• _Texte étudié_:

![]() |
25 septembre 1997 ![]() |
Il existe autant de visions des débuts de l'humanité
qu'il y a de disciplines s'y intéressant
Réunis par l'Association des anthropologues du Québec, les spécialistes en biologie, préhistoire, anthropologie ou paléonthologie n'ont pu cacher que chacune de leur discipline développe sa propre vision des débuts de l'humanité. Mais ils s'entendent au moins sur une chose: l'impossibilité de déterminer une date précise pour déclarer l'apparition du premier homme ou de la première femme sur Terre. Vraisemblablement, une espèce de chimpanzé a lentement divergé de l'espèce principale, pour évoluer vers l'humain au cours d'une période de transition ressemblant à une zone grise, pour reprendre les mots d'un des conférenciers, Cyrille Barrette, professeur au Département de biologie de l'Université Laval.
Les chercheurs qui tentent de clarifier la naissance de l'espèce humain se heurtent en fait à un obstacle de taille: le manque d'indices probants. Bien sûr, ils utilisent des fossiles, mais leur interprétation laisse beaucoup à désirer car certaines espèces s'avèrent parfois très difficiles à distinguer. Comme l'a rappelé un des biologistes présents, il arrive en effet que des mammifères contemporains comme les cerfs partagent une même morphologie, visible plus tard dans des fossiles, mais qu'un bagage génétique distinct les classe dans des sous-groupes distincts.

• _Consigne_: D'après le texte sur les débuts de l'humanité, sur quel point les spécialistes réunis s'entendent-ils? Les lignes ci-dessous n'ont aucun lien avec le texte sur les débuts de l'humanité.

• _Extrait de données_:
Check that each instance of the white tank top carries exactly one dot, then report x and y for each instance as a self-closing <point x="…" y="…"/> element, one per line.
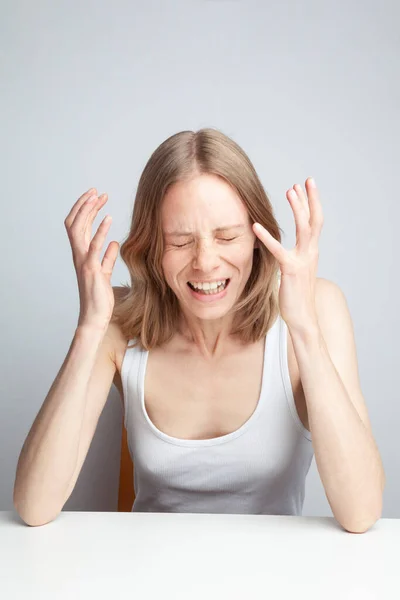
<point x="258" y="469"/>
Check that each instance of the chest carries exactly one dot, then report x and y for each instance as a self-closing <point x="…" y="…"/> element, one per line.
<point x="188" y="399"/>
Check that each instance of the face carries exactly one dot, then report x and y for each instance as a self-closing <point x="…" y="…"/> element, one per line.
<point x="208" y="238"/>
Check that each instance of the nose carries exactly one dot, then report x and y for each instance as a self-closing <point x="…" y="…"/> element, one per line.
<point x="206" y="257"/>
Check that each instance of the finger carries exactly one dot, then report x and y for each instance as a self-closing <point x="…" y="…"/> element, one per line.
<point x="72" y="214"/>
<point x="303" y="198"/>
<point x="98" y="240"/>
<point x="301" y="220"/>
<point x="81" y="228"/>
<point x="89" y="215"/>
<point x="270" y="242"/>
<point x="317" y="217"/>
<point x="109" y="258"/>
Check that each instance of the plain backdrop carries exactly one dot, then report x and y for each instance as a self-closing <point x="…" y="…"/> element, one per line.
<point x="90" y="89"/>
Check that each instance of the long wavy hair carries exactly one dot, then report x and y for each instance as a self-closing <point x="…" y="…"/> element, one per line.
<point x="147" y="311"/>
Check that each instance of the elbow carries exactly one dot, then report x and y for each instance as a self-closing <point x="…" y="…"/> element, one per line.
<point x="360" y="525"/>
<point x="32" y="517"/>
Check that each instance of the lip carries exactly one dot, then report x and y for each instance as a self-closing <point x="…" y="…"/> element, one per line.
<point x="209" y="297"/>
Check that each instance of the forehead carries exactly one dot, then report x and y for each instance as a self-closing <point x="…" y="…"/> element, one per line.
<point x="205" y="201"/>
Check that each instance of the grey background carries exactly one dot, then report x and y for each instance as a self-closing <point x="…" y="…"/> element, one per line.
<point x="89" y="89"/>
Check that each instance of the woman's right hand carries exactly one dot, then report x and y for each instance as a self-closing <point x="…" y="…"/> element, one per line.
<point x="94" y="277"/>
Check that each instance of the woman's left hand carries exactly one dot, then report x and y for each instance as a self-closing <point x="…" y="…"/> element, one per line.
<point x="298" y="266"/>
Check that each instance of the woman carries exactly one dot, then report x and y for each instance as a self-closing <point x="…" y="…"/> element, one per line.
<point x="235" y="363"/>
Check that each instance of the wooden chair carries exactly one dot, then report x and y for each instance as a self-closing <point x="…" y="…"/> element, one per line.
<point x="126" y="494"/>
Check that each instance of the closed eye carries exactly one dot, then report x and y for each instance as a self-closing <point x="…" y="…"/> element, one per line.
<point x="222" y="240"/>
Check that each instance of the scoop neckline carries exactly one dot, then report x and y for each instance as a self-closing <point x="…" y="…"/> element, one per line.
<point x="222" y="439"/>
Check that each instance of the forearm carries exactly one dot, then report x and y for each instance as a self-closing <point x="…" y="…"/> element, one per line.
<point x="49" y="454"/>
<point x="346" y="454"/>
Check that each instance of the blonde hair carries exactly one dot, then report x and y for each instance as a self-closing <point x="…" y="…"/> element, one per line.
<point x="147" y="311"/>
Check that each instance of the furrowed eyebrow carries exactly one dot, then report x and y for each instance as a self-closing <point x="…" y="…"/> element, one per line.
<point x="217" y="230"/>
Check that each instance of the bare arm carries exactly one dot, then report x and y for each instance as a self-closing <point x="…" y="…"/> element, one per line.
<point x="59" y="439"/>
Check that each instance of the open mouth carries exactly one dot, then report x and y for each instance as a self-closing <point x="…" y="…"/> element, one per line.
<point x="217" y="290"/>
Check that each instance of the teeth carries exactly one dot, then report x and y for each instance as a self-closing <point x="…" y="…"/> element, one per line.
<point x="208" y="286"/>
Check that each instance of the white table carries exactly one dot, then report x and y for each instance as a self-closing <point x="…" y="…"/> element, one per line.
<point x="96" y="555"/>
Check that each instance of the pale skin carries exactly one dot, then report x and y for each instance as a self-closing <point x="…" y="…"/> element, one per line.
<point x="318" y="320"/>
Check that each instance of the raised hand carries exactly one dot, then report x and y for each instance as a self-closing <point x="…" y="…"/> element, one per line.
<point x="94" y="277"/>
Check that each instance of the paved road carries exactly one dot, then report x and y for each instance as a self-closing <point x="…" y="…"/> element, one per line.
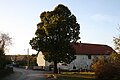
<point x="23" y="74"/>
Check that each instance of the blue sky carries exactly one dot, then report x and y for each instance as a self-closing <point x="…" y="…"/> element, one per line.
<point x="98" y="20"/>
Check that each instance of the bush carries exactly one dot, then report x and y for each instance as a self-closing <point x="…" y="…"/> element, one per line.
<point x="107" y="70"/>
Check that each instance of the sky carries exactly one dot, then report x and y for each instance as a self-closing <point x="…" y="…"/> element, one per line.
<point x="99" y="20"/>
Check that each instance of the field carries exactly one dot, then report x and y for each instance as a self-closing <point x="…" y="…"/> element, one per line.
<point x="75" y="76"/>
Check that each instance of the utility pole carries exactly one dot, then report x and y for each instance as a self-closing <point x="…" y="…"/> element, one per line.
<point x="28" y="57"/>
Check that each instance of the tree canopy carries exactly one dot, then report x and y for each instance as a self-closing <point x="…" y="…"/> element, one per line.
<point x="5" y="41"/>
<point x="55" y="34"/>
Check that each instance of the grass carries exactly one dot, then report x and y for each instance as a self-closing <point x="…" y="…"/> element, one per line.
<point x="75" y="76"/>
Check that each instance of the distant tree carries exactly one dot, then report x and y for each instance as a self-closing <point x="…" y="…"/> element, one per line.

• _Corrigé_: Ils s'entendent sur l'impossibilité de déterminer une date précise pour l'apparition du premier homme ou de la première femme sur Terre.